* _Brief_: From the line containing "Task: place one pin on each instance of the sky" to the final line of the material below, copy each line exactly, including both endpoints, and leave out all other lines.

* * * * * * * * *

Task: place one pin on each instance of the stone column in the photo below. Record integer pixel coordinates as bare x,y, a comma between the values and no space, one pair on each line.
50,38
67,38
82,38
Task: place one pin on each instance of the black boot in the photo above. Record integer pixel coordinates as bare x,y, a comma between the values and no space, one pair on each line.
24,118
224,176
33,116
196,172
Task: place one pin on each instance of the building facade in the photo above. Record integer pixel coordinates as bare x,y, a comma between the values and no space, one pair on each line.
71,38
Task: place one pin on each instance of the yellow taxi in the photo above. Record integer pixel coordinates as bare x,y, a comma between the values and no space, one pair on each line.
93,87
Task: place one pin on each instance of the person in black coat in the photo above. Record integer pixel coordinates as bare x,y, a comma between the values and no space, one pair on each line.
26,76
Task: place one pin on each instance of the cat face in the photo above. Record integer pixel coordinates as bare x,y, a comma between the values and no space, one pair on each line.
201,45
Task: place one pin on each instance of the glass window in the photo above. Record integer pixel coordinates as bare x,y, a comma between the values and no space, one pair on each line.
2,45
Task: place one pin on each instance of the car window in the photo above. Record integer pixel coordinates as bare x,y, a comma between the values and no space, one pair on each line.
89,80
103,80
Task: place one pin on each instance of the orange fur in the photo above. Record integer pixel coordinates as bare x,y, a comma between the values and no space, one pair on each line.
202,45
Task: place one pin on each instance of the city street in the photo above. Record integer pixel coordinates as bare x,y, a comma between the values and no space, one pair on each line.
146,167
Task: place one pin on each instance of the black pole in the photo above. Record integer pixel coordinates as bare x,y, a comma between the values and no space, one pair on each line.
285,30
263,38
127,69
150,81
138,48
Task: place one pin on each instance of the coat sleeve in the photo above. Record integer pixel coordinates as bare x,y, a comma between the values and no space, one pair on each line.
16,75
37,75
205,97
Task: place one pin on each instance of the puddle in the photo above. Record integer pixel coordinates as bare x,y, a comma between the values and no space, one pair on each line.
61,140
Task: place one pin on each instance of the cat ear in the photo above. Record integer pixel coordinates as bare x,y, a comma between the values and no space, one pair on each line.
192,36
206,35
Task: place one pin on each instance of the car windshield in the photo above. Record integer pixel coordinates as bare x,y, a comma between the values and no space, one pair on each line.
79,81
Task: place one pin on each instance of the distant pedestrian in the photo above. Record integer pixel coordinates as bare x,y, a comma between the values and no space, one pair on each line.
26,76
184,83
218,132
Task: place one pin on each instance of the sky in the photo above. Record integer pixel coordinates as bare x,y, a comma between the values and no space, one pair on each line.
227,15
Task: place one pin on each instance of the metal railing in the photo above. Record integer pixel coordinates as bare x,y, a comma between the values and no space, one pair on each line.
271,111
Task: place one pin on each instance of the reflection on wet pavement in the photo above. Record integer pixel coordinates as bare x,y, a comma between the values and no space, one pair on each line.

* * * * * * * * *

* _Exercise result_:
Task: place one pin on each instance of the sky in the photo above. Record integer pixel coordinates as bare x,y, a comma between the values and no space, one pair on each line.
227,15
Task: place one pin on each instance of the metal railing in the photo above. Record integer pixel coordinates as bare x,y, a comma between the values and no space, one pair on each line.
271,111
Task: place one pin on each instance of the reflection on wet pavement in the photo above. Record integer pixel coordinates as bare x,y, a comma between the values and no space, one pair on each line.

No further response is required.